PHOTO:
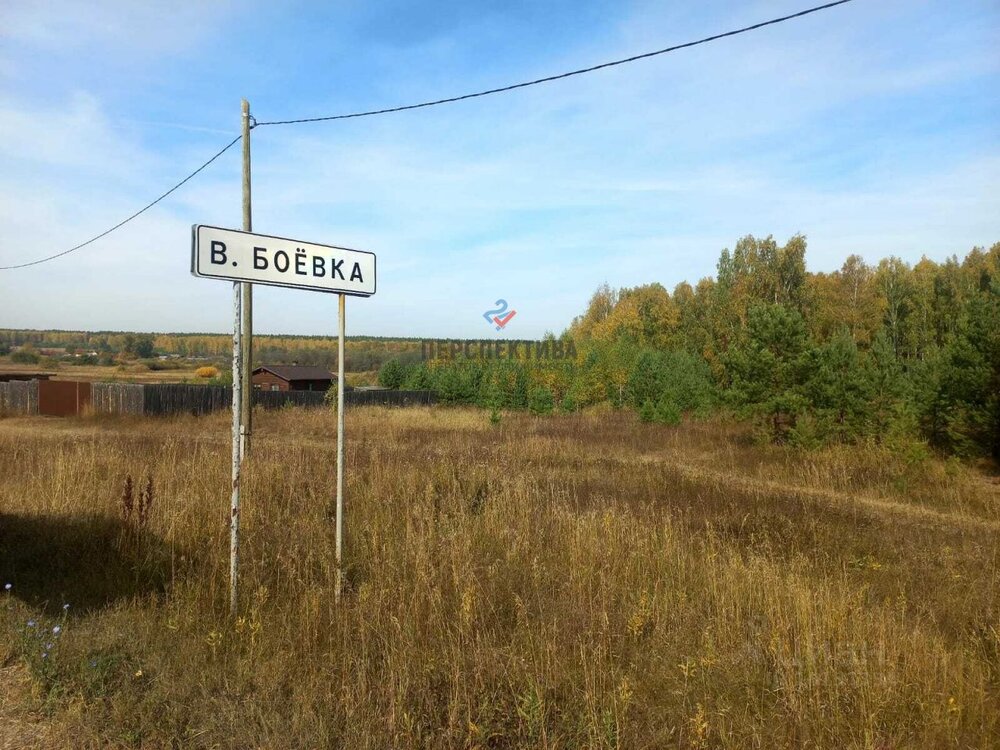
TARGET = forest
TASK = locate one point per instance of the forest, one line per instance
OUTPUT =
(890, 353)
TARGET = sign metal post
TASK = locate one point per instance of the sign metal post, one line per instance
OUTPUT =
(340, 445)
(244, 258)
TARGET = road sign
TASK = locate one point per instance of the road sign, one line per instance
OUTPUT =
(218, 253)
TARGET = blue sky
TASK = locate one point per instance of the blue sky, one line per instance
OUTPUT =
(873, 128)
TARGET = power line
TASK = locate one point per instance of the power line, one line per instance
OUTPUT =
(436, 102)
(559, 76)
(123, 222)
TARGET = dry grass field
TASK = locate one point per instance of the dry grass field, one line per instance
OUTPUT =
(566, 582)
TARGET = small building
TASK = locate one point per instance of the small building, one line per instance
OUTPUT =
(291, 378)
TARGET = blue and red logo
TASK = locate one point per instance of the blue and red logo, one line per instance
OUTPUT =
(500, 317)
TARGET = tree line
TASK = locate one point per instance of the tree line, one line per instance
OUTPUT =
(886, 352)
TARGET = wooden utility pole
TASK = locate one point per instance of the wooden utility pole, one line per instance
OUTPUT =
(246, 322)
(234, 507)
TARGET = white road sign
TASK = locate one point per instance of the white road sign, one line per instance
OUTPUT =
(218, 253)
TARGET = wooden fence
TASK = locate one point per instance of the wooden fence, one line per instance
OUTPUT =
(19, 397)
(164, 399)
(116, 398)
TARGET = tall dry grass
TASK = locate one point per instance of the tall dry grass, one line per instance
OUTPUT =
(583, 581)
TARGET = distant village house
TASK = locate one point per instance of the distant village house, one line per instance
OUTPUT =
(291, 378)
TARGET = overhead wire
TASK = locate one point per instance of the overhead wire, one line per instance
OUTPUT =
(434, 103)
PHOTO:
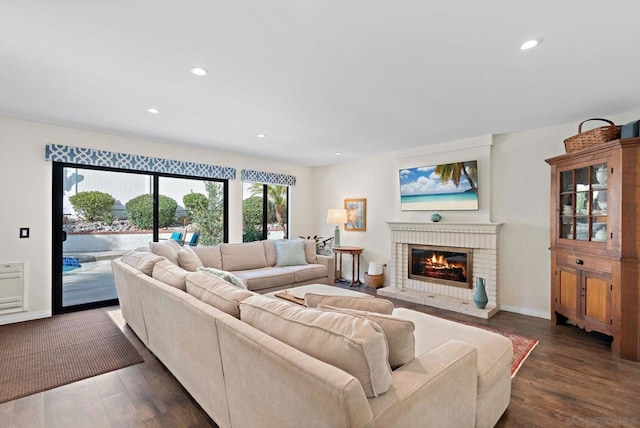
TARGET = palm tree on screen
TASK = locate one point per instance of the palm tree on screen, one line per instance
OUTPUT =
(455, 171)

________

Short task
Copy out the listing above line for line, without any changes and without the pictures.

Problem solution
PHOTO:
TARGET = forest
TASK = locate one point per instance of the forest, one line per instance
OUTPUT =
(890, 353)
TARGET = sign metal post
TASK = locate one point per instance of the sign metal post, one line per instance
OUTPUT =
(340, 445)
(244, 258)
TARGET = road sign
TASK = locate one point per instance of the road sign, one line per instance
OUTPUT =
(218, 253)
TARGET = blue sky
TASK = locate one point per instance of the blue sky, one line per instance
OUTPUT =
(873, 128)
TARGET = power line
TASK = locate one point per instance of the power line, one line per instance
OUTPUT =
(436, 102)
(559, 76)
(123, 222)
TARGET = dry grass field
TASK = locate one point per instance of the dry grass field, one line per instance
OUTPUT =
(566, 582)
TARGET = small building
TASK = locate one point per instance of the small building, one line per instance
OUTPUT =
(291, 378)
TARGET = blue and red logo
TASK = locate one point per instance of the blue and red logo, one line per instance
OUTPUT =
(500, 317)
TARGET = tree line
TASK = locate one point per instance of the tree line, one line per instance
OUTPUT =
(886, 352)
TARGET = wooden utility pole
TASK = locate one point per instance of the wooden utility pole, one line per instance
OUTPUT =
(246, 322)
(234, 507)
TARGET = white road sign
TASK = locate one point per instance of the white road sign, one line per instance
OUTPUT =
(218, 253)
TARGET = wooden fence
TASK = locate one point per instance of the wooden fence, one line per instance
OUTPUT =
(19, 397)
(164, 399)
(116, 398)
TARGET = tall dry grass
TASK = locate one point per instance of the tall dry grass, one line per instance
OUTPUT =
(583, 581)
TARGET = distant village house
TASK = locate one point per instance of the distant village house, one line per instance
OUTPUT =
(291, 378)
TARGET = overhead wire
TASK = locate one point per instance of the overhead wire, one line per instance
OUTPUT =
(434, 103)
PHOTO:
TARGET = palm tree on screen
TASK = locate one point per instance of the palm tree on screen, one line per instance
OUTPUT =
(455, 171)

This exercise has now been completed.